● ВЫБРАННЫЙ ФРАГМЕНТ:

◆ ◆ ◆ ◆ ◆ ◆ ◆

Сказочный терем госпожи Перцовой
Затейливый особняк с остроконечной крышей и обилием изразцов на фасаде появился на углу Пречистенской набережной в 1907 году.
Идеей дома в неорусском стиле состоятельный инженер и страстный поклонник искусства Петр Николаевич Перцов заразился от приятеля, известного коллекционера Ивана Евменьевича Цветкова. В ноябре 1902 года Петр Николаевич Перцов посетил на Пречистенской набережной «дом-ларец» Цветкова, славящийся своей архитектурой и удачным расположением: из цветковских окон открывался чудный вид на Кремль, Москву-реку, Болотный остров.
Иван Евменьевич поведал: все участки по Пречистенской набережной от его дома до площади под храмом Христа Спасителя принадлежат некоему господину Ушакову. Петр Николаевич тут же бросился к Ушакову. Тот объявил, что хочет за землю семьдесят тысяч. Инженер, не торгуясь, согласился, и уже на следующий день сделку оформили под видом купчей на Зинаиду Алексеевну Перцову, урожденную Повалишину. Записывать недвижимость на имя жены у деловых людей было заведено на случай внезапного банкротства, чтобы семейство не пошло по миру.
На приобретенном участке Перцов задумал возвести доходный дом, который станет пристанищем для людей творческих, художников в том числе: им хозяин намеревался сдавать студии под крышей за небольшую плату — деньги интересовали его меньше всего.
Зимой 1906 года Перцов объявил конкурс на проект доходного дома в русском стиле, пригласив в жюри знатоков — в том числе художников Виктора Васнецова, Василия Сурикова, Василия Поленова, архитекторов Федора Шехтеля и Иллариона Иванова-Шица. Первую премию присудили Аполлинарию Васнецову, вторую — Сергею Малютину. Однако Петр Николаевич, за которым оставалось последнее слово, не согласился с мнением авторитетного жюри. Проект Васнецова показался ему шаблонным, а малютинский вообще не отвечал условиям конкурса.
Расстроенный, в задумчивости перебирал он оставленные Малютиным первоначальные наброски и вдруг наткнулся на нечто необыкновенное — эскиз настоящего чудо-терема в сказочно-былинном стиле. Петр Николаевич был настолько пленен его оригинальностью, что немедленно принял к исполнению. «Лучшего нечего и желать!» — воскликнул он.

◆ ◆ ◆ ◆ ◆ ◆ ◆

● ИЗВЛЕЧЁННЫЕ МАТЕРИАЛЫ:
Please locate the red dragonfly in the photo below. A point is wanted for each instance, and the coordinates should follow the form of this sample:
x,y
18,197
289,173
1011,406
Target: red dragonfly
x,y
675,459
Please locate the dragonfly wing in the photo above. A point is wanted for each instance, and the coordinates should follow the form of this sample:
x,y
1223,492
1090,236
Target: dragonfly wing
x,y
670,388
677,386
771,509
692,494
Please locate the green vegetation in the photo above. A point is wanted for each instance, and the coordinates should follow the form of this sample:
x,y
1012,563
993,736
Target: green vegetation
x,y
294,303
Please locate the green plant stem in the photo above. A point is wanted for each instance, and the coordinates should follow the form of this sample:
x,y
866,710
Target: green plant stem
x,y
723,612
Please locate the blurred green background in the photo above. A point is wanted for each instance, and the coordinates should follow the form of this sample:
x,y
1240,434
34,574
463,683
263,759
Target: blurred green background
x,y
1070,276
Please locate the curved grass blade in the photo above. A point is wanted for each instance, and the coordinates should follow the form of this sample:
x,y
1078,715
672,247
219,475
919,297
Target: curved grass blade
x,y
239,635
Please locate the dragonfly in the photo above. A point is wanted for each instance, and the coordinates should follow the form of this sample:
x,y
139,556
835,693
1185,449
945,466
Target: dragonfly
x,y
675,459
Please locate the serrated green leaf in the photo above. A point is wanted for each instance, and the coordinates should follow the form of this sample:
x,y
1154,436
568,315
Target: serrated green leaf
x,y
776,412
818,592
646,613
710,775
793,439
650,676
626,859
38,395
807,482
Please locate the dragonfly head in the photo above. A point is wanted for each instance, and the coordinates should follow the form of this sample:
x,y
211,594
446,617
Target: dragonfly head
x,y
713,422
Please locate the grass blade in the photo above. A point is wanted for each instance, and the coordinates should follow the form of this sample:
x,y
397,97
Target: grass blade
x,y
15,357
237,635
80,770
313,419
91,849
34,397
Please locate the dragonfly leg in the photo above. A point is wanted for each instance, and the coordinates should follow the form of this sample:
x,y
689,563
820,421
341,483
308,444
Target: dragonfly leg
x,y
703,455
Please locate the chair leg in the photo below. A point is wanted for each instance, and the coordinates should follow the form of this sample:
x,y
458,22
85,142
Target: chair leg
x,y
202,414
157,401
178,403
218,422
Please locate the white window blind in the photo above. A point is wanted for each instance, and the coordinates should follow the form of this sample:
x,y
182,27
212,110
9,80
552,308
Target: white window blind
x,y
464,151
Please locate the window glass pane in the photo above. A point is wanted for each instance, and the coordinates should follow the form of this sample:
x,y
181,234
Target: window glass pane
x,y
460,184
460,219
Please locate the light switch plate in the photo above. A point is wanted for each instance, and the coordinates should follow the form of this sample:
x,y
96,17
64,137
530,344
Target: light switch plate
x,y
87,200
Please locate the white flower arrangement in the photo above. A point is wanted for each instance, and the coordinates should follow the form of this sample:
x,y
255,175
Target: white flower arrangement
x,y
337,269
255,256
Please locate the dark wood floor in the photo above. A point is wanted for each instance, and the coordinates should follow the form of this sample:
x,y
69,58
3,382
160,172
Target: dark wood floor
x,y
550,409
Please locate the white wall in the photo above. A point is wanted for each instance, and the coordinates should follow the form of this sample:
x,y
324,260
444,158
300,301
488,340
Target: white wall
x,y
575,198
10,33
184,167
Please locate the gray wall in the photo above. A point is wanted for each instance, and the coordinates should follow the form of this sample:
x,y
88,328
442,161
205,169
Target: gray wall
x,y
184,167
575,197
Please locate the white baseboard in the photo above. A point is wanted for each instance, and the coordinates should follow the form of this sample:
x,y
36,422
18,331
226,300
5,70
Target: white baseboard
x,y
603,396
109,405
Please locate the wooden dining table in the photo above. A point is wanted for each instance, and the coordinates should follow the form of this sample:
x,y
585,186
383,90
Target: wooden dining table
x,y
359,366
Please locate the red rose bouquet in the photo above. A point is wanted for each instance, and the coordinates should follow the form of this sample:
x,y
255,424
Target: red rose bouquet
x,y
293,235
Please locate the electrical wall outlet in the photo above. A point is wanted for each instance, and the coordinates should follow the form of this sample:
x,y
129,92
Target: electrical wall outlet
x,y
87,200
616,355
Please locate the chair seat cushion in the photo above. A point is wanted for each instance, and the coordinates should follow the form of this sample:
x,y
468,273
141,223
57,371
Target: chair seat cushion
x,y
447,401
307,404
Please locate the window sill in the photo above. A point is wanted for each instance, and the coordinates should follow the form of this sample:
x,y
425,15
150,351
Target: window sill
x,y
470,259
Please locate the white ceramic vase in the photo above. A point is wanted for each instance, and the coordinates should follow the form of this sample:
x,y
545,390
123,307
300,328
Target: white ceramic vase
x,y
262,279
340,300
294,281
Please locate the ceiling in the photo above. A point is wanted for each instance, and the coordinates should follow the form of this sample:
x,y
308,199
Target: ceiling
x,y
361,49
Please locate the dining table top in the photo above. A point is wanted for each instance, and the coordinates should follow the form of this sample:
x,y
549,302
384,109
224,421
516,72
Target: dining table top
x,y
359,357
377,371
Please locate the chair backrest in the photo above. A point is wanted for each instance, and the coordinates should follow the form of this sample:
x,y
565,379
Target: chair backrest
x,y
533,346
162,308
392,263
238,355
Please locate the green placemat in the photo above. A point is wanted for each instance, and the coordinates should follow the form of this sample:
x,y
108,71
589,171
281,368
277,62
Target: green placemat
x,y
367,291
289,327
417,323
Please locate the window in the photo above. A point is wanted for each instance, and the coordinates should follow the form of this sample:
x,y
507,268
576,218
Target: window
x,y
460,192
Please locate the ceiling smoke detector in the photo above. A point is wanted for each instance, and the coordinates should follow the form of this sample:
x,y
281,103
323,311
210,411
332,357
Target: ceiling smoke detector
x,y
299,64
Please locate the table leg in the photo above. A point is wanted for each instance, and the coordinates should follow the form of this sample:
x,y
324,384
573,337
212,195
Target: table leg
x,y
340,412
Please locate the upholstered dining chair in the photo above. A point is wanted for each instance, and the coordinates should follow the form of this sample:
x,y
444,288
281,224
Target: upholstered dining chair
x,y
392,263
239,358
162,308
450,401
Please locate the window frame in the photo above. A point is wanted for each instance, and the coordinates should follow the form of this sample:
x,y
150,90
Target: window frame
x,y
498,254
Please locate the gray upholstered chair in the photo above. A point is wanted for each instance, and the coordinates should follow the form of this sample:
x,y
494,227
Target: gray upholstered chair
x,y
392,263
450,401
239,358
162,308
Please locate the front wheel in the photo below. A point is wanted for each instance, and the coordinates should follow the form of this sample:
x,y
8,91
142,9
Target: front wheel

◆ ◆ ◆ ◆ ◆ ◆ ◆

● ПОСТАВЛЕННАЯ ЗАДАЧА A: На чье имя оформили купчую на участок на Пречистенской набережной согласно фрагменту о доме Перцова?
● ПОСТАВЛЕННАЯ ЗАДАЧА B: Допишите продолжение фрагмента о доме Перцова, начиная сразу после последнего приведенного предложения.
Эти материалы получены из другого источника.

● ОТВЕТ A: На Зинаиду Алексеевну Перцову, урожденную Повалишину.

● ОТВЕТ B:
Сергей Малютин к тому времени уже был знаменит талантливыми иллюстрациями к произведениям Пушкина, успешной работой в Русской частной опере Саввы Мамонтова и художественных мастерских княгини Тенишевой в Талашкине. Ему же принадлежит идея создания русских матрешек. Однажды живописец увидел в доме у Мамонтова набор японских кукол, выточенных из дерева и раскрашенных вручную. Он подумал, что токари талашкинской артели могли бы сделать ничуть не хуже — и даже лучше, если фигурки выточить пустотелыми, чтобы не просто выстраивались с убыванием по размеру, но и вкладывались одна в другую! Скорее всего идея пришла из сказки про Кощееву смерть, которая «прячется на конце иглы, игла в яйце, а яйцо в утке...»
Перцов, завороженный талантом Малютина, посчитал, что только Сергей и способен воплотить в жизнь его мечту. Однако дело оказалось непростым: мешали старая постройка — невзрачный «трехэтажный ящик с небольшими оконными отверстиями» и треугольная форма земельного надела. Художник предложил не сносить «ящик», а нарастить четвертым мансардным этажом, по набережной пристроить четырехэтажный особняк, со стороны переулка — отлетный корпус, объединить весь ансамбль высокими разновеликими крышами, а стены и фронтоны покрыть майоликой. Перевести живописные фантазии в «земной» проект Малютину помогали архитектор Николай Жуков и инженер Борис Шнауберт.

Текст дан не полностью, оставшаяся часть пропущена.